*Exercise goal*: In the data below, find the line containing "the green leaf"; reproduce that line and all subsequent lines exactly, and nothing else.

[Records of labeled points]
□ □ □ □

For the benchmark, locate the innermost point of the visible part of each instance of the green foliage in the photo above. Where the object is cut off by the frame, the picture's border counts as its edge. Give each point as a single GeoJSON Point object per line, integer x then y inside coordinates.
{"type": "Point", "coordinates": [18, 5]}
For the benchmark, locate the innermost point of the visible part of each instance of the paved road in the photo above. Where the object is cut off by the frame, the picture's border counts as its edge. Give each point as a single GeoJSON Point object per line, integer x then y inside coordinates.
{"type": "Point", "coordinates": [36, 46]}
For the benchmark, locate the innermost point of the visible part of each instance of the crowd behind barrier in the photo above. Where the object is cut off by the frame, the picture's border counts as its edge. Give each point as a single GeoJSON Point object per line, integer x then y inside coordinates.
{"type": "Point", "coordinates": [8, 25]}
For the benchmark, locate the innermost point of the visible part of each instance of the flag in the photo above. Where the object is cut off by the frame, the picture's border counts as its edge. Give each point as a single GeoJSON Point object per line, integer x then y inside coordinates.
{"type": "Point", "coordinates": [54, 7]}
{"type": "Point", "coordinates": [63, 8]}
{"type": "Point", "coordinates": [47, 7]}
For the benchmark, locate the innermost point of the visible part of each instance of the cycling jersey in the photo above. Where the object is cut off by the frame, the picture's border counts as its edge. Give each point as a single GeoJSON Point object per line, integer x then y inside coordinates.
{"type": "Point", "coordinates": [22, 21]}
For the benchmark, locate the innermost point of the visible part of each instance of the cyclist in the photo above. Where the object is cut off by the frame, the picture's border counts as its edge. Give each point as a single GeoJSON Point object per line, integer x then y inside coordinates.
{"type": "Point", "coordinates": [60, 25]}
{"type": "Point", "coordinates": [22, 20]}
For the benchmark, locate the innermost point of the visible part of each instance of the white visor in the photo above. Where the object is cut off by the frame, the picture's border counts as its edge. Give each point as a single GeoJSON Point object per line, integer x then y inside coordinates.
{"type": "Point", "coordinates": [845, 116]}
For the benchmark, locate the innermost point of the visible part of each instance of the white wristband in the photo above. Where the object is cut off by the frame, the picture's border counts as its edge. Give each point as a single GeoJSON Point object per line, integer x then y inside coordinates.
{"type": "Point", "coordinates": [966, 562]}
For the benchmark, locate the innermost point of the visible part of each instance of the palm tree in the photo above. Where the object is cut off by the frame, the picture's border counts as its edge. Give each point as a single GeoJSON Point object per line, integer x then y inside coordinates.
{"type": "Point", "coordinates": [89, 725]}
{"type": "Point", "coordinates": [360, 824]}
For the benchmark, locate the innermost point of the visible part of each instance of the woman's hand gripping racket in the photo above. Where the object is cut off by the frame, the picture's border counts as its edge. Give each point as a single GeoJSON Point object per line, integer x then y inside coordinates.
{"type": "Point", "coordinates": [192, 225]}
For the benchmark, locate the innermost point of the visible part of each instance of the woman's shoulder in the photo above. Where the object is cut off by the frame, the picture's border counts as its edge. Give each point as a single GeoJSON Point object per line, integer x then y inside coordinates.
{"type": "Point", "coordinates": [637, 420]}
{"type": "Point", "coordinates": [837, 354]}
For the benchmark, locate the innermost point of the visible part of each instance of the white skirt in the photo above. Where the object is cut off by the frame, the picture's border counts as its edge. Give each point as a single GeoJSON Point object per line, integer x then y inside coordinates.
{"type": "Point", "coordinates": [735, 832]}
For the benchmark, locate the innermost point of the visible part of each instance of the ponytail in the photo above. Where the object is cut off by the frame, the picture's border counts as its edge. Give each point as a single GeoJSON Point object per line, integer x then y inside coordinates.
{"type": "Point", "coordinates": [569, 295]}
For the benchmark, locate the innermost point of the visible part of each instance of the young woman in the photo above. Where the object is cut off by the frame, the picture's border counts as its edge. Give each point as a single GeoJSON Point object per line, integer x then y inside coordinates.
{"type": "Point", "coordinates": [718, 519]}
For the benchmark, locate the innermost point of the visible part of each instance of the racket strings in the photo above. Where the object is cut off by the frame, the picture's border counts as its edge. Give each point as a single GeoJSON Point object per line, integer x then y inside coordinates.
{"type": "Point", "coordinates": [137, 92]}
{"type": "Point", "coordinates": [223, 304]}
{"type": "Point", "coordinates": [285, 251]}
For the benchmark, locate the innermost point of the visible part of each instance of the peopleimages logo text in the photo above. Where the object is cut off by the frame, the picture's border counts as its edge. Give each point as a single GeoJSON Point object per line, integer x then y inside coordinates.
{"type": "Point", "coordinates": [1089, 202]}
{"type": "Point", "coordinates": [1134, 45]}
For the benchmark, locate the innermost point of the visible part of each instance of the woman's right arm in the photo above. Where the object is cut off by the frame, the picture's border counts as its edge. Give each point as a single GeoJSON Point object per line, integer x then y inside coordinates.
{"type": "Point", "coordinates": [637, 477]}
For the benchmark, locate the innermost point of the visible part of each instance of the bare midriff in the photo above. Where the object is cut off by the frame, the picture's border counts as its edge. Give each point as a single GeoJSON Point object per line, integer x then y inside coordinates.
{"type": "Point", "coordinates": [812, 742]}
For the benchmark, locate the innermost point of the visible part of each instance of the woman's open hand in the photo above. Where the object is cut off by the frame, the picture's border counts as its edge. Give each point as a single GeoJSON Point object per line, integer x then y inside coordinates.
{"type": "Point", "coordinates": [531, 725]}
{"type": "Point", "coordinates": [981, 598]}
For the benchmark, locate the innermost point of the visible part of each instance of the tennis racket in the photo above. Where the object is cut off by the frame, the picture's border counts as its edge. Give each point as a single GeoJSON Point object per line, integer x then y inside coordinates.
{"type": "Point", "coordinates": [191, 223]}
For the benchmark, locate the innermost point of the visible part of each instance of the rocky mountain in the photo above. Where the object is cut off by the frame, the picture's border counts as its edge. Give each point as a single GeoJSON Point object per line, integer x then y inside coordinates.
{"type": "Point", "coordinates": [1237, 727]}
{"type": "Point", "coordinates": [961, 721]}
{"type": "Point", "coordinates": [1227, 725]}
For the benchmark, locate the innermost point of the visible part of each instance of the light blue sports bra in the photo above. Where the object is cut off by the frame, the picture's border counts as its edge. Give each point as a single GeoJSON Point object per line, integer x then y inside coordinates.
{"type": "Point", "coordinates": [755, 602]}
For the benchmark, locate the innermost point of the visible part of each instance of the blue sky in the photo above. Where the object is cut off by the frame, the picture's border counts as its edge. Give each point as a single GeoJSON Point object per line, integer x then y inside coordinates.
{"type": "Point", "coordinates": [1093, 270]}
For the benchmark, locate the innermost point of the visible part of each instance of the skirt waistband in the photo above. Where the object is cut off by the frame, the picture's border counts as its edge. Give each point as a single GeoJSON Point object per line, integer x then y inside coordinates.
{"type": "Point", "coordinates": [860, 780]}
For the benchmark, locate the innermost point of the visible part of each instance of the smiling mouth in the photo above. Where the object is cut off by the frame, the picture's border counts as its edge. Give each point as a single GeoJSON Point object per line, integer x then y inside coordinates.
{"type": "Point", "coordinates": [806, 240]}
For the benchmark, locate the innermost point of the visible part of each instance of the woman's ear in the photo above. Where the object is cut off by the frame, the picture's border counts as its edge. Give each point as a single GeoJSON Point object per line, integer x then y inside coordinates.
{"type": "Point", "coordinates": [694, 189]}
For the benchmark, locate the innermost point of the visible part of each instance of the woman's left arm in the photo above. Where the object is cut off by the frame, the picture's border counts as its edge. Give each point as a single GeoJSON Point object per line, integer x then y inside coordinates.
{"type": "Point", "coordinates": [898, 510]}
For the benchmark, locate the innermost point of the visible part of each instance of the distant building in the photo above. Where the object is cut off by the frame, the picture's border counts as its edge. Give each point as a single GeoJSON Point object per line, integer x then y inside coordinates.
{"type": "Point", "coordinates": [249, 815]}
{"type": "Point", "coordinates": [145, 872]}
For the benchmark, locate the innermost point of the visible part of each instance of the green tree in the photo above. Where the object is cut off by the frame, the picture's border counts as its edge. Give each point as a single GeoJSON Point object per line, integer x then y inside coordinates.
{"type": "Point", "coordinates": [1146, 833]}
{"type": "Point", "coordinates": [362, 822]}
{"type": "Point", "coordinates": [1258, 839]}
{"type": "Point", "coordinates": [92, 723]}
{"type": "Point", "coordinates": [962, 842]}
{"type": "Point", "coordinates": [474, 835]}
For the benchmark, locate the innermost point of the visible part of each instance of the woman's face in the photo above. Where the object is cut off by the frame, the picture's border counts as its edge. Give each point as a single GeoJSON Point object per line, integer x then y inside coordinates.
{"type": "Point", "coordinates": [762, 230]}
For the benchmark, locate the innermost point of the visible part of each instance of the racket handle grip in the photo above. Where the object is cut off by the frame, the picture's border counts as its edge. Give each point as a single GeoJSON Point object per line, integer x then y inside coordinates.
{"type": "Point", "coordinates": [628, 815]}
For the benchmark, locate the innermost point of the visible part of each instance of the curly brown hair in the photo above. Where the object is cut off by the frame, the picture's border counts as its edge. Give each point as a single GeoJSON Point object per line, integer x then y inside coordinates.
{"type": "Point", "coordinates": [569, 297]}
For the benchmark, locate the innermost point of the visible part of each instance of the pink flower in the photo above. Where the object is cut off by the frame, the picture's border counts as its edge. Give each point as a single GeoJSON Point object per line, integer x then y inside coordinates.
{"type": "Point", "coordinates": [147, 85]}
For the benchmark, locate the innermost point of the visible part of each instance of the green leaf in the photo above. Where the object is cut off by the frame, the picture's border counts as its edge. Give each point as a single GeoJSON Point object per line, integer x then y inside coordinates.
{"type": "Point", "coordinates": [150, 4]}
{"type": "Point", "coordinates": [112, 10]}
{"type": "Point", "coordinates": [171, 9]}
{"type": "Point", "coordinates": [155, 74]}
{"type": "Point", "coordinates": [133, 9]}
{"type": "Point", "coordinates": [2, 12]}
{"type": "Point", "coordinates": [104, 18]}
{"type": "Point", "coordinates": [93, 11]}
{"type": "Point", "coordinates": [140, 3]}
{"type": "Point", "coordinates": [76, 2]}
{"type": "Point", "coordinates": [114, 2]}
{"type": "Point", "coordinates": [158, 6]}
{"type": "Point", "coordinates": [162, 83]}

□ □ □ □

*Solution for this problem*:
For the benchmark, locate the innermost point of the visible part of each instance of the green leaf in the photo above. Where the object is cut off by the frame, the picture's border counts as its edge. Give each point as a single GeoJSON Point object per line, integer x then y inside coordinates.
{"type": "Point", "coordinates": [150, 4]}
{"type": "Point", "coordinates": [112, 10]}
{"type": "Point", "coordinates": [171, 9]}
{"type": "Point", "coordinates": [155, 74]}
{"type": "Point", "coordinates": [133, 9]}
{"type": "Point", "coordinates": [2, 12]}
{"type": "Point", "coordinates": [104, 18]}
{"type": "Point", "coordinates": [93, 11]}
{"type": "Point", "coordinates": [140, 3]}
{"type": "Point", "coordinates": [76, 2]}
{"type": "Point", "coordinates": [114, 2]}
{"type": "Point", "coordinates": [158, 6]}
{"type": "Point", "coordinates": [162, 83]}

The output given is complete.